══ ITEMS

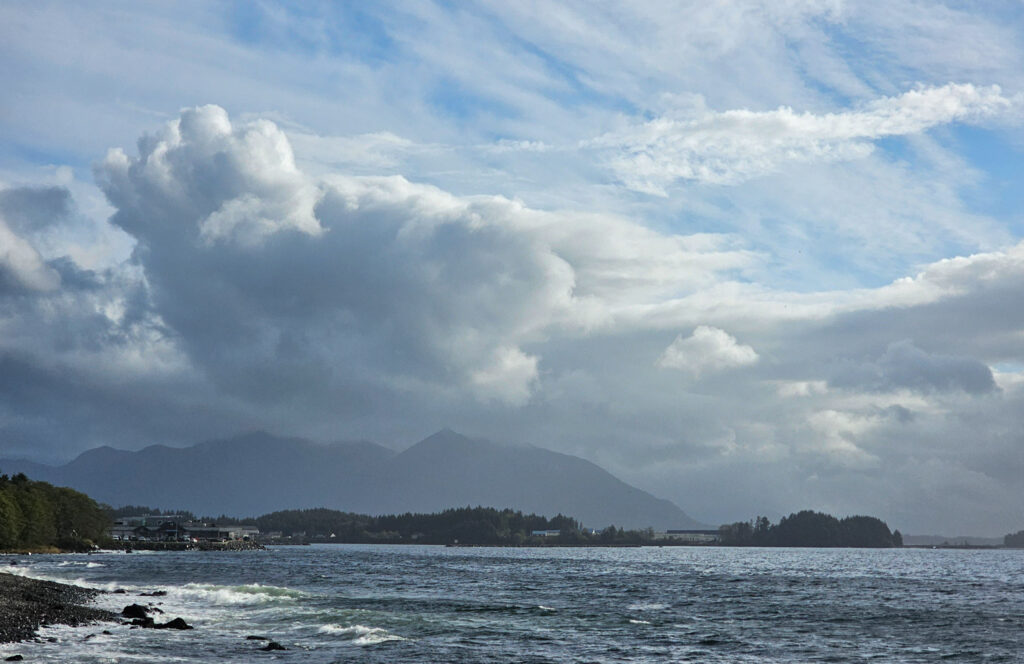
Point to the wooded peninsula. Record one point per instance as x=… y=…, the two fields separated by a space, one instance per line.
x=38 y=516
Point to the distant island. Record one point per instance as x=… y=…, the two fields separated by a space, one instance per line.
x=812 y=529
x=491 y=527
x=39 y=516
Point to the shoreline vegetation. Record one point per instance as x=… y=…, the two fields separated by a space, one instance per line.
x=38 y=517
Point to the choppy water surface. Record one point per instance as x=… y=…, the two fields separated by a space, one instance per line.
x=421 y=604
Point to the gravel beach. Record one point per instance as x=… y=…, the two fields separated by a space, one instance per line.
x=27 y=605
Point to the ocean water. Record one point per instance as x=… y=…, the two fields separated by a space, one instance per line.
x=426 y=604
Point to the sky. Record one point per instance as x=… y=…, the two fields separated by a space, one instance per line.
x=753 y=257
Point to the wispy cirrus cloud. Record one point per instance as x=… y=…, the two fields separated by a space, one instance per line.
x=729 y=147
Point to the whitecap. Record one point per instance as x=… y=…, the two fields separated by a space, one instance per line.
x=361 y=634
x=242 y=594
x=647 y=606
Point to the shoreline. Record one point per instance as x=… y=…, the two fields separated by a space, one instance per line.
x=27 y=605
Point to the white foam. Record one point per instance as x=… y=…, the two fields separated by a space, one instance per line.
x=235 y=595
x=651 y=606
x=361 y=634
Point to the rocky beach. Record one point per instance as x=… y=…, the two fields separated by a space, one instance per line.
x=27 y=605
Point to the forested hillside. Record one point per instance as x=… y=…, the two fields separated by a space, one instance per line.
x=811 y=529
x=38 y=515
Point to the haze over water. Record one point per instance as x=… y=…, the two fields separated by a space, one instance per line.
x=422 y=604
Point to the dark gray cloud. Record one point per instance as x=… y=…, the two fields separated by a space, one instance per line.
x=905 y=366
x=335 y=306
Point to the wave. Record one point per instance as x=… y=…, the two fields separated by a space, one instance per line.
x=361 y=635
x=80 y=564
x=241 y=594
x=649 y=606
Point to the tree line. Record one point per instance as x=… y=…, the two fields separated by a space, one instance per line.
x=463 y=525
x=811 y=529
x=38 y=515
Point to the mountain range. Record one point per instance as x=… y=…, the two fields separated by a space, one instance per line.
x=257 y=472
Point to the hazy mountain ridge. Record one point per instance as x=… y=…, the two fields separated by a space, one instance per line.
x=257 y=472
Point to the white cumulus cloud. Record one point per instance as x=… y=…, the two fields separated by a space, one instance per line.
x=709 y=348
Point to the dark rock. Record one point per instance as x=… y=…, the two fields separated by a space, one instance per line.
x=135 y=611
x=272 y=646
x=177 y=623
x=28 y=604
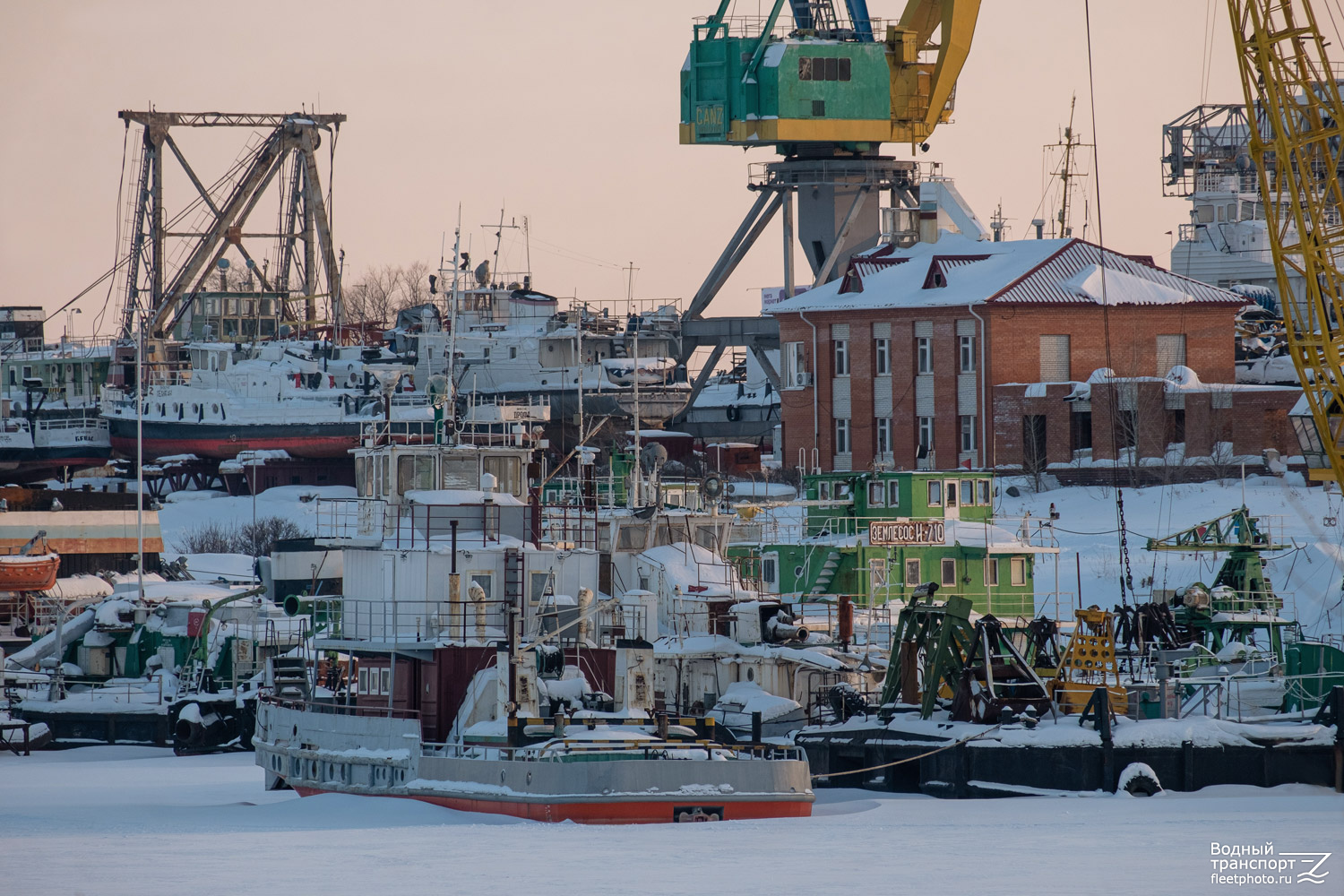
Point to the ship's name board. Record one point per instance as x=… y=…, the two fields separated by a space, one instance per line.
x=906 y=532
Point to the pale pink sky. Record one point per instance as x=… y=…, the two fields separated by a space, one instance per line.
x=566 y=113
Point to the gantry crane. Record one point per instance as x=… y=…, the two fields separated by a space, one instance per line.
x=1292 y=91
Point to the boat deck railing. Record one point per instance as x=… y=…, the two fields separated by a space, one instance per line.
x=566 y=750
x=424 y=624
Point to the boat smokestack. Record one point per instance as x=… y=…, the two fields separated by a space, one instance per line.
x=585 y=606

════

> EXERCISE TASK: Lay out all of the material above as a Markdown table with the columns "Row" and "Line," giving each line its own numbered row and skipping blank lines. Leave the pictures out of the table.

> THE OUTPUT:
| Row | Line |
|---|---|
| 1 | Point to the wooded peninsula. Record one point per instance as x=… y=…, the two fields separated by a space, one instance per line. |
| 2 | x=38 y=516 |
| 3 | Point to the distant island. Record one point per instance as x=… y=…, the two fields separated by a space, one instance per line. |
| 4 | x=812 y=529 |
| 5 | x=491 y=527 |
| 6 | x=39 y=516 |
| 7 | Point to the shoreline vegetation. Record one point per instance as x=… y=…, the two fields separated by a space, one instance per line. |
| 8 | x=38 y=517 |
| 9 | Point to the choppy water surface. Record one point per instance as x=… y=…, the two fields separated by a space, one instance per line. |
| 10 | x=421 y=604 |
| 11 | Point to the gravel beach. Record one point per instance as x=… y=…, the two fields separated by a space, one instance per line. |
| 12 | x=27 y=605 |
| 13 | Point to the ocean water. Record one point per instance as x=… y=…, the two fields separated by a space, one instance per line. |
| 14 | x=426 y=604 |
| 15 | Point to the sky. Record one point per instance as x=… y=…, the two fields separated by a space, one instance per line. |
| 16 | x=753 y=257 |
| 17 | Point to the wispy cirrus cloud. Record one point per instance as x=… y=…, the two fields separated by a space, one instance per line. |
| 18 | x=729 y=147 |
| 19 | Point to the whitecap. Record one point per instance as x=… y=…, the two fields separated by a space, one instance per line. |
| 20 | x=361 y=634 |
| 21 | x=242 y=594 |
| 22 | x=647 y=606 |
| 23 | Point to the shoreline. Record one point per instance as x=… y=…, the two fields separated by a space, one instance per line. |
| 24 | x=27 y=605 |
| 25 | Point to the white foam. Record one point per instance as x=… y=…, the two fields separated by a space, one instance per line. |
| 26 | x=235 y=595 |
| 27 | x=651 y=606 |
| 28 | x=361 y=634 |
| 29 | Point to the rocky beach. Record one point per instance as x=… y=…, the two fields separated by a space, one instance per line. |
| 30 | x=27 y=605 |
| 31 | Point to the forested hillside. Record one point per instance as x=… y=…, the two fields separated by a space, one instance per line. |
| 32 | x=811 y=529 |
| 33 | x=38 y=515 |
| 34 | Point to the haze over water. Record one point per instance as x=… y=…, the two fields separated by a space, one instance per line. |
| 35 | x=422 y=604 |
| 36 | Point to the dark gray cloud. Record one point per instance as x=… y=…, the two fields separated by a space, one instance per line. |
| 37 | x=905 y=366 |
| 38 | x=335 y=306 |
| 39 | Point to the wave. Record one point per instance as x=… y=…, the two fields separated by a space, one instance per line. |
| 40 | x=361 y=635 |
| 41 | x=80 y=564 |
| 42 | x=241 y=594 |
| 43 | x=649 y=606 |
| 44 | Point to the tree line. Record one point per instance as x=… y=…, the two fields separated by a space, one instance per line. |
| 45 | x=463 y=525 |
| 46 | x=811 y=529 |
| 47 | x=38 y=515 |
| 48 | Point to the mountain range. Record one point per instance as x=… y=…, the two fields separated by a space, one instance per line. |
| 49 | x=257 y=472 |
| 50 | Point to the hazy mountain ridge. Record one point per instance as x=… y=…, the two fields separated by a space, one instance per line. |
| 51 | x=257 y=472 |
| 52 | Point to the white cumulus cloud. Record one point per instance as x=… y=…, the two fields separated by a space, one instance per line. |
| 53 | x=709 y=348 |
| 54 | Point to the dark rock. Record one point per instance as x=… y=…, the two fields separated by a space, one instance per line. |
| 55 | x=135 y=611 |
| 56 | x=272 y=646 |
| 57 | x=177 y=623 |
| 58 | x=28 y=604 |
| 59 | Point to the ship's name board. Record one point per instance as x=… y=…, the two fields separated by a space, one instance per line. |
| 60 | x=906 y=532 |
| 61 | Point to the pale pink sky. Record one point per instance as x=… y=…, the two fields separated by a space, one instance per line. |
| 62 | x=566 y=113 |
| 63 | Point to the gantry crane. Record one point per instance as x=… y=…, the two fields separated by a space, one instance per line. |
| 64 | x=1292 y=91 |
| 65 | Point to the boat deck railing. Record one point per instance as x=… y=…, the two fields separated by a space, one instance per line. |
| 66 | x=566 y=750 |
| 67 | x=424 y=624 |
| 68 | Point to the boat smokestack. Record one point per instance as x=… y=…, the two fields separated by a space, one instance per line. |
| 69 | x=585 y=606 |